** Start Provided passage **

But exactly what is a time warp? A space warp is easy - a linear contraction of a given distance.

But...

Please remember that even the first warp equipped ships, most likely could not attain even warp factor one - because it takes a continuous warp field to approach light speed equivalent. In other words you are warping the whole time. This is why constant fuel is required, or rather constant power.

So, we have a problem ( problems are good (fun)).

This is the problem: how to explain how Impossibly slow ships getting anywhere? Impossibly slow? Light speed equivalent?

Up until the right energy level is reached, it is a space warp. Not a time warp. The physics change, then.

Energy levels. A rock falling through the atmosphere towards the center of the Earth accelerates at 32 feet per second traveling a distance of sixteen feet in the first second. Distance traveled is per second per second or t^2.

In other words time.

Warped time is t^3. It becomes t^3 as light speed equivalent is attained. But to what end? The hints are there.

It's apparent that what we are talking about is energy levels, that there is a peak energy level that, given enough time and distance will be attained.

Because of the unit measurement is light-years per year, this reveals that the required distance to to reach peak energy is the square root of the peak energy. Such that being able to attain time warp factor three is the reduced distance to attain peak energy. In other threads I have posted that the first peak energy is 320c light speed equivalent. Or close to 18 light-years distance at warp factor one, or at the give time warp factor three 1/27 of nearly 18 light-years.


But your analysis is positively brilliant...
 
It's not canon though
MhMCQIu.jpg
That entire "Warp Factor : Logarthimic Speed of Light" Line Chart along with "Warp Factor : Power Consumption" Line Chart shown in ST:ENT was derived off the TOS Warp Factor Scale.
Go ahead, double check the math for the Speed yourself, I already did.

That's why I treat the TOS & TNG era Warp Factor formulas as Canon, the Production Staff did their best to follow it, and even portrayed it on-screen when relevant.

** End Provided passage **

=== What you will do ===
Rewrite the warp speed text between "Because of the" and "Warp Factor Scale.", inclusive, renaming "peak energy" to "maximum energy" wherever it occurs.

** Start Data extract **

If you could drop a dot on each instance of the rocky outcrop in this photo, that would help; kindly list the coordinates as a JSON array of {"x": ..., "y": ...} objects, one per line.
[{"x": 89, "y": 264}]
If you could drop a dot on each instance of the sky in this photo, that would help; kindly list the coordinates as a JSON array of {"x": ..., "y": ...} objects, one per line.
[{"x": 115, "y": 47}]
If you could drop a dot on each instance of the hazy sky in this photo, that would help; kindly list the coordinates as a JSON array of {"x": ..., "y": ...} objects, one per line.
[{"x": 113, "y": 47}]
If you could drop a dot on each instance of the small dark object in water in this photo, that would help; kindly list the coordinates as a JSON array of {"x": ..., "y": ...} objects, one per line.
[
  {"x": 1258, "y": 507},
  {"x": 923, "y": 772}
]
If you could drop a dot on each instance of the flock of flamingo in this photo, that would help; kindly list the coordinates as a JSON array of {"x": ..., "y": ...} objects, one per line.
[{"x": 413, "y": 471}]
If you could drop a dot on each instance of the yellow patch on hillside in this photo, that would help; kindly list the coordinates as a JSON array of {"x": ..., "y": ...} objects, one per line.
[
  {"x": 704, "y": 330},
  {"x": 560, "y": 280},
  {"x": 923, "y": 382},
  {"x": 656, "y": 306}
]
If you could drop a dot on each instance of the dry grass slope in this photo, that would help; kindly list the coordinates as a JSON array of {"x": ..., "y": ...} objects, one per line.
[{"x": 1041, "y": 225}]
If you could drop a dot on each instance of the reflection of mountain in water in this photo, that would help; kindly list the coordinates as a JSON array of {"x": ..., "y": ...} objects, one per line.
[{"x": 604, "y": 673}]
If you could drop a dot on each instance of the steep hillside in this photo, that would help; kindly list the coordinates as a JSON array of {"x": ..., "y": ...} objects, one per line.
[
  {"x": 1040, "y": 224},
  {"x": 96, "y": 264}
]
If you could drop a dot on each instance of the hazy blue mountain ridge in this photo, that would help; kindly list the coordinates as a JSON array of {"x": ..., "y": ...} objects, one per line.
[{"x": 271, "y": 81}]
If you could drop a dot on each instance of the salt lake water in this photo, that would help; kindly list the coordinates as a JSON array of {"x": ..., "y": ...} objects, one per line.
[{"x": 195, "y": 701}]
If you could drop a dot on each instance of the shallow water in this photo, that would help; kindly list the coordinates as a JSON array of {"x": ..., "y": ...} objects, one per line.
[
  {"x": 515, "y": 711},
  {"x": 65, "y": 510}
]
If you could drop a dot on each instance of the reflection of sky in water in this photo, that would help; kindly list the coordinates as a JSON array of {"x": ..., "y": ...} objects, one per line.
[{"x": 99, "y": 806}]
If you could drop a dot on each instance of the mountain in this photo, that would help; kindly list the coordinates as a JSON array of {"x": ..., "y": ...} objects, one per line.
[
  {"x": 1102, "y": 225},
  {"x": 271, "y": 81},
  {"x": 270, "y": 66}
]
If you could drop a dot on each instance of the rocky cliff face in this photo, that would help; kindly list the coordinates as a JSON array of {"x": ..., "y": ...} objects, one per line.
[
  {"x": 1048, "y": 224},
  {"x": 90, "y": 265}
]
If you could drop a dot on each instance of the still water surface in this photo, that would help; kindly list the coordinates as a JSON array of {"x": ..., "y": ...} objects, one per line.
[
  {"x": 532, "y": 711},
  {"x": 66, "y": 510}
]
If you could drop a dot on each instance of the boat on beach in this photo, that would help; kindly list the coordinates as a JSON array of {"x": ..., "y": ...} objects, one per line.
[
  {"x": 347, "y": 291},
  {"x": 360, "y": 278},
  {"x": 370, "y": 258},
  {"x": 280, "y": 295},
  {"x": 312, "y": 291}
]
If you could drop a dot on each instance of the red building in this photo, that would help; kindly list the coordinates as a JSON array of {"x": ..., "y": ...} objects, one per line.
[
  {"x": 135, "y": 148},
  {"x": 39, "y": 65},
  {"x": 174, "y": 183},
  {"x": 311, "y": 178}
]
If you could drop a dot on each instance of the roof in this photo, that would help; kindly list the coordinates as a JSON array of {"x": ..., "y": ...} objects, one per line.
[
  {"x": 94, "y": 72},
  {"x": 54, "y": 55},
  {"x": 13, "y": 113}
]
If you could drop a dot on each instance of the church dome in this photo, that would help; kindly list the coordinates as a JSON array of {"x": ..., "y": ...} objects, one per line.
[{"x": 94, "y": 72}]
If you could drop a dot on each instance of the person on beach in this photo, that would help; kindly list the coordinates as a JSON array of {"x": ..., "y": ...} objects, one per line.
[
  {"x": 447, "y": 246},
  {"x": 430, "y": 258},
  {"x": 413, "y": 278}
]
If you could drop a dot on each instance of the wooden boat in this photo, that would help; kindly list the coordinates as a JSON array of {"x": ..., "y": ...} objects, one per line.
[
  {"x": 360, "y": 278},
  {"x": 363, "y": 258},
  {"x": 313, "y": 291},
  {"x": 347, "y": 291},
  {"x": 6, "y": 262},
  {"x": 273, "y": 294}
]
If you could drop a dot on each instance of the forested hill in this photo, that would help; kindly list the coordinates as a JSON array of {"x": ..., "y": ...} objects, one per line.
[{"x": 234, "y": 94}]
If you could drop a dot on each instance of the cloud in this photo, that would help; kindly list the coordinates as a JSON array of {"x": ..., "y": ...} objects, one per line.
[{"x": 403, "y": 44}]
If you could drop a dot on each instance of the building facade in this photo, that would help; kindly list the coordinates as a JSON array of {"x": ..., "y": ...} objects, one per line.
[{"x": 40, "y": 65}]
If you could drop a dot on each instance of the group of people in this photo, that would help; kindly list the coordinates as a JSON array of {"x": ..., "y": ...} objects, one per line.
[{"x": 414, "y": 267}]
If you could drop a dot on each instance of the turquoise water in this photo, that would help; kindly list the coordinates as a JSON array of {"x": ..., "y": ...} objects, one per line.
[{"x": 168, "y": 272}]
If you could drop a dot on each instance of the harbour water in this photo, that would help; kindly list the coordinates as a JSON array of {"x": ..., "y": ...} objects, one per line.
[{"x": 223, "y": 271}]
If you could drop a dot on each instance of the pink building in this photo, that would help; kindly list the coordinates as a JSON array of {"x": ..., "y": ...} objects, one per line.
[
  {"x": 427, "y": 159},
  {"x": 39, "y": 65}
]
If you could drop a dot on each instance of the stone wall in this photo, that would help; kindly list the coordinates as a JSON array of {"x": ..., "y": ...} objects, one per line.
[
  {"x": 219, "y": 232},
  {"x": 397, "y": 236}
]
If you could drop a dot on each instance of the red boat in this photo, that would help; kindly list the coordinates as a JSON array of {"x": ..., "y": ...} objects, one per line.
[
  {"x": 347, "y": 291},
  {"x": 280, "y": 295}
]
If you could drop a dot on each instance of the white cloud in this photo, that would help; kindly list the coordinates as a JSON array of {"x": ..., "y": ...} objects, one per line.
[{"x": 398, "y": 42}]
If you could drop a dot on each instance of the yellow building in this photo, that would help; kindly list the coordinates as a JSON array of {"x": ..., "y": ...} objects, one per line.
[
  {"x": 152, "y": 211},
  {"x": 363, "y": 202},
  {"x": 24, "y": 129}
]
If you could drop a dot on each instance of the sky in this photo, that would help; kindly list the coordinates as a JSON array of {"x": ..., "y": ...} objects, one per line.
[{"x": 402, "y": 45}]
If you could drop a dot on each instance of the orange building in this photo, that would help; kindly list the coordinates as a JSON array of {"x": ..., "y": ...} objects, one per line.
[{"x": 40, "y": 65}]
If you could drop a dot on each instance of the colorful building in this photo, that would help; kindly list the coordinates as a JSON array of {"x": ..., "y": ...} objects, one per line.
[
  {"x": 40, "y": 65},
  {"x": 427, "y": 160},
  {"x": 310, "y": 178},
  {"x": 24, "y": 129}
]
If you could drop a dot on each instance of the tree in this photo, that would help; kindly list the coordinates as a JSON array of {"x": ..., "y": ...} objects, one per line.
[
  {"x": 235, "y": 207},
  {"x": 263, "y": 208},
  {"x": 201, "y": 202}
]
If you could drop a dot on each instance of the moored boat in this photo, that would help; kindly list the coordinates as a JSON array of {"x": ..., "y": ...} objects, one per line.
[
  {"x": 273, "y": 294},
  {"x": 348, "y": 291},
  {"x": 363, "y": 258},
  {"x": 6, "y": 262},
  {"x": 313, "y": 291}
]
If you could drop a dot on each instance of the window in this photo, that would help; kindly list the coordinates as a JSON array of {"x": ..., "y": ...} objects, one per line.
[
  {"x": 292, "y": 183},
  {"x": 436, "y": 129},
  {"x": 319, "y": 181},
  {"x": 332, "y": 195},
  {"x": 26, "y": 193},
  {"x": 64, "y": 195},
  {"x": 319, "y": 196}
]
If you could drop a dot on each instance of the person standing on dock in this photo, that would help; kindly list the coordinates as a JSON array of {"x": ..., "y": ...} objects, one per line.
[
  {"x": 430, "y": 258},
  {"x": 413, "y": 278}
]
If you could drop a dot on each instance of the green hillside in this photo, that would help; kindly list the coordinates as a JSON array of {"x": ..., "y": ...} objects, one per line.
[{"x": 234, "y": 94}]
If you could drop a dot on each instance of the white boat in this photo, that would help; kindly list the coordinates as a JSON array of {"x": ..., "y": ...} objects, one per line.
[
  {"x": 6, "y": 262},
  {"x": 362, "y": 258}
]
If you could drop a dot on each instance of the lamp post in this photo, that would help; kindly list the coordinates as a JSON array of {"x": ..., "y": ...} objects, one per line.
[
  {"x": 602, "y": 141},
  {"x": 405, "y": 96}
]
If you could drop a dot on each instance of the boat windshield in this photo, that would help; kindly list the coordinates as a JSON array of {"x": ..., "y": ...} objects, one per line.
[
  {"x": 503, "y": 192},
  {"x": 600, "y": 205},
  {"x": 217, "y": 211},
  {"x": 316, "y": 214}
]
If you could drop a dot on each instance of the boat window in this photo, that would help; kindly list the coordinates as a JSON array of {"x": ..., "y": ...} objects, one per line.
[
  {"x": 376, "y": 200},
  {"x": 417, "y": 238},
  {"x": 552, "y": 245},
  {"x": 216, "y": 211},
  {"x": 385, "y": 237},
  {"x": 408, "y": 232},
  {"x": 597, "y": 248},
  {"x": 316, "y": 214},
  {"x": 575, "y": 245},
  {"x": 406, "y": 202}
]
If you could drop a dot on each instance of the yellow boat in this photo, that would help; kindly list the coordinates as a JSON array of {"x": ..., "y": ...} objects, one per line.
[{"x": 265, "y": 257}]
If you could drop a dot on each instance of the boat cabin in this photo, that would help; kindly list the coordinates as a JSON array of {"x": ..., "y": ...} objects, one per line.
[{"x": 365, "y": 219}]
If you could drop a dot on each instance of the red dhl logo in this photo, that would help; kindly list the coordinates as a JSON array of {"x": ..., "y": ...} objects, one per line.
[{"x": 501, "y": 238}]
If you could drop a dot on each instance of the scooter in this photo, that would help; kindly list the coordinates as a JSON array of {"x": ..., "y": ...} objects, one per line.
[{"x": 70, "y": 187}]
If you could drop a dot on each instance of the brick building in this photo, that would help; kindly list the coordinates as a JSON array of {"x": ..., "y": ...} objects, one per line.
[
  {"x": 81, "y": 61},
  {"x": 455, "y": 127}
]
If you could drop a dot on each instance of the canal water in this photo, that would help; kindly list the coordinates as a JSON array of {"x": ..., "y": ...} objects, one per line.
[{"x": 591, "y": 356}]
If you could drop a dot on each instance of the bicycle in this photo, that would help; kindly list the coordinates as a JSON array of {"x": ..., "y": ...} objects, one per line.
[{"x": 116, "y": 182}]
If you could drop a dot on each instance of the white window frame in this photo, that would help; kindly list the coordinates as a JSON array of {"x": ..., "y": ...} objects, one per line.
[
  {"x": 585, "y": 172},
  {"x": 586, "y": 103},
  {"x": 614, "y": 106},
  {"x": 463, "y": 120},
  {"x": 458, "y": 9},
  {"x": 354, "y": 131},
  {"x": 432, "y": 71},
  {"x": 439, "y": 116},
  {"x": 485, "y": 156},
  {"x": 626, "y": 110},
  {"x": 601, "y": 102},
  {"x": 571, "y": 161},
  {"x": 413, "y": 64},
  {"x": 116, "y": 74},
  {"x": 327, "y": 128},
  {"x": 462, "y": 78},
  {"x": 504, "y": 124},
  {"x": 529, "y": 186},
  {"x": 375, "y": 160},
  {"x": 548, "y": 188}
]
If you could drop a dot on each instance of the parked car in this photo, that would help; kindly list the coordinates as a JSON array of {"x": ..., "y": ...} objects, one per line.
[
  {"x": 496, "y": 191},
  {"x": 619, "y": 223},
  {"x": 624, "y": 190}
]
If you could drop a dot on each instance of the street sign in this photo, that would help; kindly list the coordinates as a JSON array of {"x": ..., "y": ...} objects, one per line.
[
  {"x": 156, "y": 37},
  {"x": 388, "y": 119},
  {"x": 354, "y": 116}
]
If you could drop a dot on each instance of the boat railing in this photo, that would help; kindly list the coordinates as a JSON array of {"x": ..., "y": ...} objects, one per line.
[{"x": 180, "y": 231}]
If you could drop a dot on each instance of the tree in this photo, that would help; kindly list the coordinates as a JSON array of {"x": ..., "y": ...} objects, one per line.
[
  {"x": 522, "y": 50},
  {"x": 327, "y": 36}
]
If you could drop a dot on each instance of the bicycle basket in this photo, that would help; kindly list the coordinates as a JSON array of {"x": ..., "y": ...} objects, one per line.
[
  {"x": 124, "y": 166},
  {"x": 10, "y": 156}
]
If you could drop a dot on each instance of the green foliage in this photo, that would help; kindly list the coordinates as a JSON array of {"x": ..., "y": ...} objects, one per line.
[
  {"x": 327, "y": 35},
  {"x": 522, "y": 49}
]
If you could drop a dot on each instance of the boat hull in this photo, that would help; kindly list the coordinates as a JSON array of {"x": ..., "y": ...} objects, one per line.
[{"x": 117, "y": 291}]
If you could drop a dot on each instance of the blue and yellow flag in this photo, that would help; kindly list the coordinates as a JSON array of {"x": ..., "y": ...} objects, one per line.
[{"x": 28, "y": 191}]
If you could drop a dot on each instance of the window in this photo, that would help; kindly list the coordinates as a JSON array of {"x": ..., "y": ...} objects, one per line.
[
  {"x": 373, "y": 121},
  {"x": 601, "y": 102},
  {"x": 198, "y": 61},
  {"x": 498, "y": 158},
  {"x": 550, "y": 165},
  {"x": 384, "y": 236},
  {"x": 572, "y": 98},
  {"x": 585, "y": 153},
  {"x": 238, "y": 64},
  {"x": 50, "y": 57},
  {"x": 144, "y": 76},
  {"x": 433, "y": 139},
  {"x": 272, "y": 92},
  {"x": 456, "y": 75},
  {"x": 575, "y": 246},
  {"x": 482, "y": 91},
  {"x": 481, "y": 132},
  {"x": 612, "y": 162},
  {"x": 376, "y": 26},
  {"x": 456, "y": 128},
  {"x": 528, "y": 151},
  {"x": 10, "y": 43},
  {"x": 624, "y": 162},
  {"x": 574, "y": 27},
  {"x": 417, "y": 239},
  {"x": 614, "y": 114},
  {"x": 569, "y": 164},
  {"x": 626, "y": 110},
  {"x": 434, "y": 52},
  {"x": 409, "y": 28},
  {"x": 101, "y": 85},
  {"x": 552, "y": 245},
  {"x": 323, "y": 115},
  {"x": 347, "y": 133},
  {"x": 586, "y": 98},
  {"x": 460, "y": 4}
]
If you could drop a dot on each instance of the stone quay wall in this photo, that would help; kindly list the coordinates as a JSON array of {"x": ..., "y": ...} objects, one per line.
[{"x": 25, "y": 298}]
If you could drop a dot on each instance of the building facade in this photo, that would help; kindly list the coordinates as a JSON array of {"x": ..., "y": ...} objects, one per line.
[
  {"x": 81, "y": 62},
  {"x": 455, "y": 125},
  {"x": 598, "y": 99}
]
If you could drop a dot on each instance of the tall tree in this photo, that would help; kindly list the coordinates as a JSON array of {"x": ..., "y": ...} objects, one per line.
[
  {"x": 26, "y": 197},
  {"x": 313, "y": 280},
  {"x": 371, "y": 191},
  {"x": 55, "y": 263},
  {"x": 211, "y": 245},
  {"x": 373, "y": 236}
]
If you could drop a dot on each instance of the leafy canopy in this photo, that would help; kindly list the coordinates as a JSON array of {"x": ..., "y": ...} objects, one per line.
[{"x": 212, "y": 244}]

** End Data extract **

=== Exercise answer ===
Because of the unit measurement is light-years per year, this reveals that the required distance to to reach maximum energy is the square root of the maximum energy. Such that being able to attain time warp factor three is the reduced distance to attain maximum energy. In other threads I have posted that the first maximum energy is 320c light speed equivalent. Or close to 18 light-years distance at warp factor one, or at the give time warp factor three 1/27 of nearly 18 light-years.


But your analysis is positively brilliant...
 
It's not canon though
MhMCQIu.jpg
That entire "Warp Factor : Logarthimic Speed of Light" Line Chart along with "Warp Factor : Power Consumption" Line Chart shown in ST:ENT was derived off the TOS Warp Factor Scale.